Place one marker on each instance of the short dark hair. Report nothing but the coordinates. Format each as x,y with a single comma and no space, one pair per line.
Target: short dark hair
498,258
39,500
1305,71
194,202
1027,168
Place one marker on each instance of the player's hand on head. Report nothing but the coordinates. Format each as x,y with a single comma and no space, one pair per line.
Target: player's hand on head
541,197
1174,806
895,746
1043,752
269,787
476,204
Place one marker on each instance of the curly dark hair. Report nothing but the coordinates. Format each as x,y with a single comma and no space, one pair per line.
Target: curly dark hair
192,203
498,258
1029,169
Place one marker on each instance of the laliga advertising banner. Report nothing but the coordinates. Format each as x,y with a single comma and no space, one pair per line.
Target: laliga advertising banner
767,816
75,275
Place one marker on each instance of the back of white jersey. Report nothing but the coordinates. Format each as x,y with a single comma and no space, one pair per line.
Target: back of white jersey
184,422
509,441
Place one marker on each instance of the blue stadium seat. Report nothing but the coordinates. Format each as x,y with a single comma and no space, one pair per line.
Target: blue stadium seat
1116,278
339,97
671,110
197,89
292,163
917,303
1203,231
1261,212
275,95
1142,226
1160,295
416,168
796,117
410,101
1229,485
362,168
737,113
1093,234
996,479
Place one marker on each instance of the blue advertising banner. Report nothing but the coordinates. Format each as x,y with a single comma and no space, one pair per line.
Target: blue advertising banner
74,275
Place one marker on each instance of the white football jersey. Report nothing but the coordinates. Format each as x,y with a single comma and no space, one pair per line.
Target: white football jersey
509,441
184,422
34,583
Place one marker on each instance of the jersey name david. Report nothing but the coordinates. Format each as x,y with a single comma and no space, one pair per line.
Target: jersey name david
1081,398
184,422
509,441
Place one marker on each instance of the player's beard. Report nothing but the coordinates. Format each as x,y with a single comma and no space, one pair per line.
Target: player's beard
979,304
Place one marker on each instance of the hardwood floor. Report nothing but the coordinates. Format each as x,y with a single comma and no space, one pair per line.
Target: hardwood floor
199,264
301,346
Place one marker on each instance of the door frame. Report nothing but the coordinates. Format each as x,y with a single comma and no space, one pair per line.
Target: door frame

> _Your instructions_
Retype each record. Keep every character as it is.

> _Answer space_
Place one marker on each instance of the short dark hair. Report nothing but the coordinates. Format each as x,y with a single comma and no space, one pair per line.
Target: short dark hair
498,258
39,500
1305,71
194,202
1027,168
Place one marker on each instance of the player's hand on head. Report nothing but the coordinates. Format each as x,y with a single comma and no space, one pair per line.
Target: player's hand on head
541,197
1174,806
895,746
1043,752
269,787
476,204
Place one marker on each instance of the curly dark hair. Report nothing but the coordinates. Format each as x,y with a single comma and no space, one pair per line.
Target: curly dark hair
192,203
498,258
1029,169
Place one marker on each instance of the laliga advertising banner. Report nothing but the coordinates. Format each as x,y with a single comma and no space, one pair per line.
Target: laliga advertising banner
767,816
75,275
Place one marker on each instance of the back of white jersey. Report nothing but the coordinates. Format each as x,y with a single comma and no space, one pair per line.
Target: back of white jersey
184,422
509,441
Place one marker on each instance of the blue stadium seat. Report nothing but the coordinates. Format each as x,y with a single comma and no space, one pair per line.
Target: blue stadium seat
1116,278
339,97
671,110
197,89
292,163
917,303
1203,231
1261,212
275,95
1142,226
1160,295
416,168
796,117
410,101
1229,485
362,168
737,113
1093,234
996,479
Place one marker on each instance of the blue advertising banner. Report nothing but the coordinates. Format each as x,y with a single comma and no space, one pair per line.
Target: blue advertising banner
74,275
Place one marker on each instance of the white football jersey. Report nothing but the coordinates. Format each as x,y with a single comma and no space, one pair per line.
Target: white football jersey
509,441
184,422
34,583
Place one marker on each instance of the jersey name david. Report nothing but the coordinates. Format each as x,y with a single comma and no space, one pair per line.
Target: jersey name david
1081,398
184,422
509,441
Place one marker on each instance of the player's beard. Report nothing but the coordinates. Format each as x,y with a single comma and no space, one pair per line.
Target: player's beard
979,304
Place one marker on each instance of the hardwood floor. Report nothing but the coordinates. Format each as x,y with a single comma and no space, one pair per line.
Target: hardwood floor
199,264
301,346
Place one marker on each instance of the door frame. Report nothing but the coordinates. Format each as x,y with a single comma and no space, one pair per line.
Target: door frame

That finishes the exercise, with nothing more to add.